EXERCISE DIRECTIONS
Reproduce, please, only the lines from the first line below to the line containing "Query: shallow water", inclusive.

(Stored data entries)
########################################
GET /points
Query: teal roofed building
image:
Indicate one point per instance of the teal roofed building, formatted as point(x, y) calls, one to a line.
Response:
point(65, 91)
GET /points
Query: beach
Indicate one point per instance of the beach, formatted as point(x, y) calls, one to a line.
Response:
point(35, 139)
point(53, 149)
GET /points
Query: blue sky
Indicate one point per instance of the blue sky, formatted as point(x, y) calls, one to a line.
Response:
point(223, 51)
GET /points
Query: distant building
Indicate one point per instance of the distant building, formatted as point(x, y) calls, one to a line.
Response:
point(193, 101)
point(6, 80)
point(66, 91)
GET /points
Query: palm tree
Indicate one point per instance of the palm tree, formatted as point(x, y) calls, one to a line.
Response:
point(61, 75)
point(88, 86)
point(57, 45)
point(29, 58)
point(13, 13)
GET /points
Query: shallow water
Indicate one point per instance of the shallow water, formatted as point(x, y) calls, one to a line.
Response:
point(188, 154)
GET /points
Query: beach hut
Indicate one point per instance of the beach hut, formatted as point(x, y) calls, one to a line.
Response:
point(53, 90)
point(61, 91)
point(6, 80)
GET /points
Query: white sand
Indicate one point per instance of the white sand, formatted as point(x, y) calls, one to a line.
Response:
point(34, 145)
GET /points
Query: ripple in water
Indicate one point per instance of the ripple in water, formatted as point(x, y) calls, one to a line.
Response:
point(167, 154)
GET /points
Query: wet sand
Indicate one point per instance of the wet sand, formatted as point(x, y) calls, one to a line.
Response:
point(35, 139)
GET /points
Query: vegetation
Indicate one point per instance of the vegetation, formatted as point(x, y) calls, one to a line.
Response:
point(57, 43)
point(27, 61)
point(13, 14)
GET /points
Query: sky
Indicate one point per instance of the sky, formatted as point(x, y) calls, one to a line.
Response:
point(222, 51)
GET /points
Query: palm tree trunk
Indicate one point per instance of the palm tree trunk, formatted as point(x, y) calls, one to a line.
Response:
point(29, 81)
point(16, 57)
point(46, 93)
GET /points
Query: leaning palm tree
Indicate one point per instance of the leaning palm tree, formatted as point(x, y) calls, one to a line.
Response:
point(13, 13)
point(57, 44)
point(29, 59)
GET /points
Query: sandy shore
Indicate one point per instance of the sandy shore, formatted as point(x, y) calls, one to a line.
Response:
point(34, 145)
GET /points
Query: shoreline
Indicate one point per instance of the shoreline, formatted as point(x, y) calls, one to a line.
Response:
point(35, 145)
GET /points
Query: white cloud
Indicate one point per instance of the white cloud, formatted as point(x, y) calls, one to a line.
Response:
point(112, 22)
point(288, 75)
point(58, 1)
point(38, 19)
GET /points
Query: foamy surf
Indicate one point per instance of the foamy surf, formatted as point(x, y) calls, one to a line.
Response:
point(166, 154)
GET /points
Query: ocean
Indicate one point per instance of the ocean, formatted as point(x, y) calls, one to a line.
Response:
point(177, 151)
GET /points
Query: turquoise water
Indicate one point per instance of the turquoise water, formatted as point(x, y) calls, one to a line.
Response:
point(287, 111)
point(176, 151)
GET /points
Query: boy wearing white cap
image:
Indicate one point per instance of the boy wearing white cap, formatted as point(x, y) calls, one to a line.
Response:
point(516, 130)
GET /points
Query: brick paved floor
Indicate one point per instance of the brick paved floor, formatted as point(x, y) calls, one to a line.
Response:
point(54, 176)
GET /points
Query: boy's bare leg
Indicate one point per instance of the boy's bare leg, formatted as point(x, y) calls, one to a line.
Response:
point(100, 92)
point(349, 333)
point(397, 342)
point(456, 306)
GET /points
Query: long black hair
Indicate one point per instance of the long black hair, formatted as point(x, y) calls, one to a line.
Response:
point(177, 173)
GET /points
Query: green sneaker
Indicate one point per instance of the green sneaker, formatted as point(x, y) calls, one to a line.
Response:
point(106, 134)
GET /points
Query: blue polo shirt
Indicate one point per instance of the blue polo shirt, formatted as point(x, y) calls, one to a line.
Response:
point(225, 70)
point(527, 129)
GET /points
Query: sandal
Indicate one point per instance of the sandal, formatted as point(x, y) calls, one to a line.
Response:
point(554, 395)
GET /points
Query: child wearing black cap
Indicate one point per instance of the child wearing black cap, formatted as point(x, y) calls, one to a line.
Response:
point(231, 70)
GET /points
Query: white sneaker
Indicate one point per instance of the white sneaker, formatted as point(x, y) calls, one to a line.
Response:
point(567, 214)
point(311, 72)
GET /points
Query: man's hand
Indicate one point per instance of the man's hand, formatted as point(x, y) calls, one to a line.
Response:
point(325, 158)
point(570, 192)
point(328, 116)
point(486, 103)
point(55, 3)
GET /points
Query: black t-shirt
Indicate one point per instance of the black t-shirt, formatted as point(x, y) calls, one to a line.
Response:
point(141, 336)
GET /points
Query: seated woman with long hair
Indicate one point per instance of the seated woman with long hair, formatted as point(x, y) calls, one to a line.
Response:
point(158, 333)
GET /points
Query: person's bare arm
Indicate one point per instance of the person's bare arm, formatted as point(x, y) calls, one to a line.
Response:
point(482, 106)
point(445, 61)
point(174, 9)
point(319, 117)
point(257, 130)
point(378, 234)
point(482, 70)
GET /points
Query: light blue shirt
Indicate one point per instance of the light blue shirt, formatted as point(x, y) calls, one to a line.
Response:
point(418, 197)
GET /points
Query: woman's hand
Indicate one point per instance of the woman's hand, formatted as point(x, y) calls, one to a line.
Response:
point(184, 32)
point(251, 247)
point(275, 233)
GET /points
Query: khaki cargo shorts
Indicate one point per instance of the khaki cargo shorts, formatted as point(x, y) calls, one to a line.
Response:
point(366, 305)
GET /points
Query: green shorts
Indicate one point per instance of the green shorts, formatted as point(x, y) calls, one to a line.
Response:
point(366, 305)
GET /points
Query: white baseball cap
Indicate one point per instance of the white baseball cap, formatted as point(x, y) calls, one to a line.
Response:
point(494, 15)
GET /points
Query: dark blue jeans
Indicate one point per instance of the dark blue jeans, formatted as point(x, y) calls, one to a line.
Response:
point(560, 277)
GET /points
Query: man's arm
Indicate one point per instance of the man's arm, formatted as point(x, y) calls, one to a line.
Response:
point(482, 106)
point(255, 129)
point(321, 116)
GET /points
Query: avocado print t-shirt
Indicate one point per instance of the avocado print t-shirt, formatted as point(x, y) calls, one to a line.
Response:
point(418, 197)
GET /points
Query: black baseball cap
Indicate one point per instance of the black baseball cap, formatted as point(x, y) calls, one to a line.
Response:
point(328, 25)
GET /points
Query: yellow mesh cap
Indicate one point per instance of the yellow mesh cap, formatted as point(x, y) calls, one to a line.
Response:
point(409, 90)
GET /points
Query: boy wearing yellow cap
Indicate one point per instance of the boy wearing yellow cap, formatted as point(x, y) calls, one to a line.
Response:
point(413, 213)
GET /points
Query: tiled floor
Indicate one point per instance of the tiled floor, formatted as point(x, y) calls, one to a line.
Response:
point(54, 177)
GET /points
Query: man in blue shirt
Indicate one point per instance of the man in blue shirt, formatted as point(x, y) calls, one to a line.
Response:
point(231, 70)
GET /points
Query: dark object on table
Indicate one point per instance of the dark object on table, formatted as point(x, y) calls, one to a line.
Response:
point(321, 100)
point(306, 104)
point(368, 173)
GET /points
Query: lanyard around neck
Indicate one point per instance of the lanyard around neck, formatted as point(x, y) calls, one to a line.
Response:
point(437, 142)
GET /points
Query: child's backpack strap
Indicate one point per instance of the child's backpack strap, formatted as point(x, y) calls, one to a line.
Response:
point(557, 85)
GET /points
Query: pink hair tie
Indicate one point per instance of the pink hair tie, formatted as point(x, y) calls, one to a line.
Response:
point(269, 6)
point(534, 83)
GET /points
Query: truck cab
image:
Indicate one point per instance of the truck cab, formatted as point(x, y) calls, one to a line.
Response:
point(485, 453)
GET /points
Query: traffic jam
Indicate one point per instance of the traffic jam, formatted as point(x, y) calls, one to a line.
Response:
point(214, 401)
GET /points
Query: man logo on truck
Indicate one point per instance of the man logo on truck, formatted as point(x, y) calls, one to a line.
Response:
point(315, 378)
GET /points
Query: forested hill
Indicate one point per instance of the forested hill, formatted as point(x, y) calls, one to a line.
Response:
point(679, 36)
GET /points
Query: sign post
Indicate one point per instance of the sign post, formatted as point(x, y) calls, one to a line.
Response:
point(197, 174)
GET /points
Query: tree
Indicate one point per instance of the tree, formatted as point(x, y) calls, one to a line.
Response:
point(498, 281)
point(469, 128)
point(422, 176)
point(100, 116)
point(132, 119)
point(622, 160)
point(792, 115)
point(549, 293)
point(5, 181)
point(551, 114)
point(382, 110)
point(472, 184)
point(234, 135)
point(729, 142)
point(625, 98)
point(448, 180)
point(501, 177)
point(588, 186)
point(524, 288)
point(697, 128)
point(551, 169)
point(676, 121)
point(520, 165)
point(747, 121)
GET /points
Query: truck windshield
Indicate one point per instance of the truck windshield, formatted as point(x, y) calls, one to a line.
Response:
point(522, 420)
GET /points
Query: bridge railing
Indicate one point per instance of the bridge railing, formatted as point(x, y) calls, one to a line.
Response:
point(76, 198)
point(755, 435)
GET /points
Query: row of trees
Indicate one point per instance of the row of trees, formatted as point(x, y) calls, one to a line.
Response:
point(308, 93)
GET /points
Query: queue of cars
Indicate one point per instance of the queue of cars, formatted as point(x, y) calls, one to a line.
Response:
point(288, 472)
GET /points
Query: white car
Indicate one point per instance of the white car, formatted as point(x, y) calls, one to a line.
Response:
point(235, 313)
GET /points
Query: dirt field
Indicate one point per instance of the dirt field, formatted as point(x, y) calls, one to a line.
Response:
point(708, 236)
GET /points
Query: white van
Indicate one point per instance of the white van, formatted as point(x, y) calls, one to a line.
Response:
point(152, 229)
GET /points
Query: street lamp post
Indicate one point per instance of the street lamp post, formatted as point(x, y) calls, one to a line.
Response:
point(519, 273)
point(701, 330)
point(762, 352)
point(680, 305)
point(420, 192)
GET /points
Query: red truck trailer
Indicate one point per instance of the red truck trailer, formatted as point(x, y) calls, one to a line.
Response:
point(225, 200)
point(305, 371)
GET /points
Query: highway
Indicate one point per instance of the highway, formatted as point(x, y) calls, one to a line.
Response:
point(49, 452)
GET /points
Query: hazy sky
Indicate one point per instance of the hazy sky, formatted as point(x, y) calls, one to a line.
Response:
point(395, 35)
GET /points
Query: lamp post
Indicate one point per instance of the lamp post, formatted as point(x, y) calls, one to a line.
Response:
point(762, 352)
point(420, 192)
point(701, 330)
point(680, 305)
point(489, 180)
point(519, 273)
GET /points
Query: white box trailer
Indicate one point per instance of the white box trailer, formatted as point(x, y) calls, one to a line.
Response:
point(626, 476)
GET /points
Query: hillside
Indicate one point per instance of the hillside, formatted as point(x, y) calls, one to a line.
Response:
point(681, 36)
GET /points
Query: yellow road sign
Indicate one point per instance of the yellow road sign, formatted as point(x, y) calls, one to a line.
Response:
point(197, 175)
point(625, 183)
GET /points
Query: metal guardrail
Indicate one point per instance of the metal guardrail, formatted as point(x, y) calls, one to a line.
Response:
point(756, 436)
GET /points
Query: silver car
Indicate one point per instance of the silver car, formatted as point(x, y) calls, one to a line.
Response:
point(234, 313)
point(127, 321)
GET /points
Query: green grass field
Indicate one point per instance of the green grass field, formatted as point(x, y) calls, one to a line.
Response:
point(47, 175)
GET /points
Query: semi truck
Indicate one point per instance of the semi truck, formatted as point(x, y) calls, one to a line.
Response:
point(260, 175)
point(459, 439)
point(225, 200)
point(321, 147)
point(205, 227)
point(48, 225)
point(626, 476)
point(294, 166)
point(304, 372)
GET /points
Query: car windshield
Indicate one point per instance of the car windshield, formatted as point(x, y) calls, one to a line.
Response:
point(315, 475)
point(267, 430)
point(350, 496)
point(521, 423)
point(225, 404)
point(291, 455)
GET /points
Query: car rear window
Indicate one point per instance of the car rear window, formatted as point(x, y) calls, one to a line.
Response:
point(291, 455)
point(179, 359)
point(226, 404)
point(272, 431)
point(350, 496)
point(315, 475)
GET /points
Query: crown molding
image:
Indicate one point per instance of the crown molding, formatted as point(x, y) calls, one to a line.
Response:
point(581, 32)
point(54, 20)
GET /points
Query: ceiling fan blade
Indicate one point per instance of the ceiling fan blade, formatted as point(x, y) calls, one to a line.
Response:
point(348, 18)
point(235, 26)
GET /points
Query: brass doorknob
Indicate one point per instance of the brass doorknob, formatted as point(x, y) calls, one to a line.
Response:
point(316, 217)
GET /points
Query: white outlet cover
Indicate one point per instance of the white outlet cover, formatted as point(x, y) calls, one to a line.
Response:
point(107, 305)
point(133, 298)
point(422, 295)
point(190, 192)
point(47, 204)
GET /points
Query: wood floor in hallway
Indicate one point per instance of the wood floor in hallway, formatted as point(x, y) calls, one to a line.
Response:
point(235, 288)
########################################
TASK ANSWER
GET /points
Query: teal roofed building
image:
Indicate one point per instance of the teal roofed building, formatted as point(x, y) calls, one to a line.
Response:
point(65, 91)
GET /points
Query: beach
Indicate one point per instance of the beach, formatted as point(x, y) calls, one to a line.
Response:
point(35, 139)
point(53, 149)
GET /points
Query: blue sky
Indicate one point per instance of the blue sky, formatted as point(x, y) calls, one to a line.
Response:
point(223, 51)
GET /points
Query: distant building
Indicate one point per instance of the distant building, formatted as point(x, y) calls, one to a line.
Response:
point(193, 101)
point(6, 80)
point(66, 91)
GET /points
Query: palm tree
Indicate one point per instance of the palm tree, formatted as point(x, y) calls, one to a line.
Response:
point(61, 75)
point(88, 86)
point(57, 45)
point(29, 58)
point(13, 13)
GET /points
Query: shallow water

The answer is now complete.